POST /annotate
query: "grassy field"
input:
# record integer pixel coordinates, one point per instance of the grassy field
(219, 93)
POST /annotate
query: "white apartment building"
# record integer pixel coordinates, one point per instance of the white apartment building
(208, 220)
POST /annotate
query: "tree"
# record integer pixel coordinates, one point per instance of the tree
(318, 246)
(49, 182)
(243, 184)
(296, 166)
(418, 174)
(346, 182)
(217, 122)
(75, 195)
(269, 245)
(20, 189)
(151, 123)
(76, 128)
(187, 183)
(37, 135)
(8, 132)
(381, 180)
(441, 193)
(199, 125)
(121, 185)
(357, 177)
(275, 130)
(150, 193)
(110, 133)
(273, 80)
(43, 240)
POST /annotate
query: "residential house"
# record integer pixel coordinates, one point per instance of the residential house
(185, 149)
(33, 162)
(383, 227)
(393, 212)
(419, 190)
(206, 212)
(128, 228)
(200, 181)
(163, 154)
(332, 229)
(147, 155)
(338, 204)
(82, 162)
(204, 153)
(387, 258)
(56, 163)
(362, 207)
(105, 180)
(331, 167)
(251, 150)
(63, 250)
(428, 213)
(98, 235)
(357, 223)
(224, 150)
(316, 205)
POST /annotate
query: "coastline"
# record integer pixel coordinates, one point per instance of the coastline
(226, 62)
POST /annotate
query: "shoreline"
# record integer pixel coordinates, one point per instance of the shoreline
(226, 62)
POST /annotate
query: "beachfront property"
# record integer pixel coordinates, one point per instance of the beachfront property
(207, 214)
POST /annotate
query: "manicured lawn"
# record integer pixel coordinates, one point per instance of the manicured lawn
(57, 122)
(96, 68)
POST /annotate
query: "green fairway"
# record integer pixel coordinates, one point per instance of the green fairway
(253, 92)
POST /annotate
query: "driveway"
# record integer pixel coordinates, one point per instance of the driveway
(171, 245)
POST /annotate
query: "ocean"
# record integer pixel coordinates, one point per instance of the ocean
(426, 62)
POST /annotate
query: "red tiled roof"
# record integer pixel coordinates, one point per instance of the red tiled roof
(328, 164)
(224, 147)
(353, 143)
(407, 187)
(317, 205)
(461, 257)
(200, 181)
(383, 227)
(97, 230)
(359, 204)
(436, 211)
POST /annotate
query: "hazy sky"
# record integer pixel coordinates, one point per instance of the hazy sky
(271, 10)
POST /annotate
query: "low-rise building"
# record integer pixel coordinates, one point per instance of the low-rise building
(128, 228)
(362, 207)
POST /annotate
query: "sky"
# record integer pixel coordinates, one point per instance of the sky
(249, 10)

# Work required:
Every entry in the listing must be retyped exactly.

# Task answer:
POST /annotate
query: "grassy field"
input:
# record integer pixel coordinates, one point per instance of the grassy field
(219, 93)
POST /annotate
query: "white apartment building"
# record integer pixel coordinates, one point per instance of the white apartment building
(208, 220)
POST /annotate
query: "tree"
# record integer pixel coordinates, one point per instance of the tree
(318, 246)
(49, 182)
(243, 184)
(296, 166)
(418, 174)
(346, 182)
(217, 122)
(75, 195)
(269, 245)
(20, 189)
(151, 123)
(76, 128)
(187, 183)
(37, 135)
(8, 132)
(381, 180)
(441, 193)
(199, 125)
(121, 185)
(357, 177)
(275, 130)
(150, 193)
(110, 133)
(273, 80)
(43, 240)
POST /annotate
query: "residential house"
# record integer pixel coordinates, one point per instance of the residential house
(185, 149)
(33, 162)
(383, 227)
(393, 212)
(419, 190)
(206, 212)
(128, 228)
(200, 181)
(163, 154)
(332, 229)
(147, 155)
(338, 204)
(82, 162)
(204, 153)
(387, 258)
(56, 163)
(362, 207)
(105, 180)
(331, 167)
(251, 150)
(63, 250)
(428, 213)
(98, 235)
(357, 223)
(224, 150)
(316, 205)
POST /annotate
query: "coastline"
# record integer pixel coordinates, one point per instance of the coastline
(226, 62)
POST /annotate
query: "shoreline"
# record integer pixel coordinates, one point per instance of the shoreline
(226, 62)
POST /annotate
query: "beachfront property"
# record integer pixel coordinates, one point per instance of the beachfront property
(207, 214)
POST /annotate
query: "manicured lawn"
# record integer pixel coordinates, one point per instance of the manicured lawn
(57, 122)
(96, 68)
POST /annotate
query: "green fairway"
# record integer pixel coordinates, one point per instance of the green fairway
(253, 92)
POST /annotate
query: "driveway"
# record integer pixel coordinates, one point per instance of the driveway
(171, 245)
POST /annotate
query: "ocean"
# record integer pixel coordinates, one point per instance of the ocean
(426, 62)
POST /annotate
query: "red tiled roof"
# record integer pixel coordinates, one point per instance of the red tiled roof
(328, 164)
(224, 147)
(353, 143)
(407, 187)
(317, 205)
(461, 257)
(200, 181)
(383, 227)
(97, 230)
(359, 204)
(436, 211)
POST /annotate
query: "hazy sky"
# record integer pixel coordinates, one point per instance of the hazy sky
(271, 10)
POST /annotate
query: "low-rise building"
# record integer pixel coordinates, one point per instance of the low-rise building
(128, 228)
(362, 207)
POST /annotate
query: "sky"
# record integer pixel coordinates, one point per instance of the sky
(249, 10)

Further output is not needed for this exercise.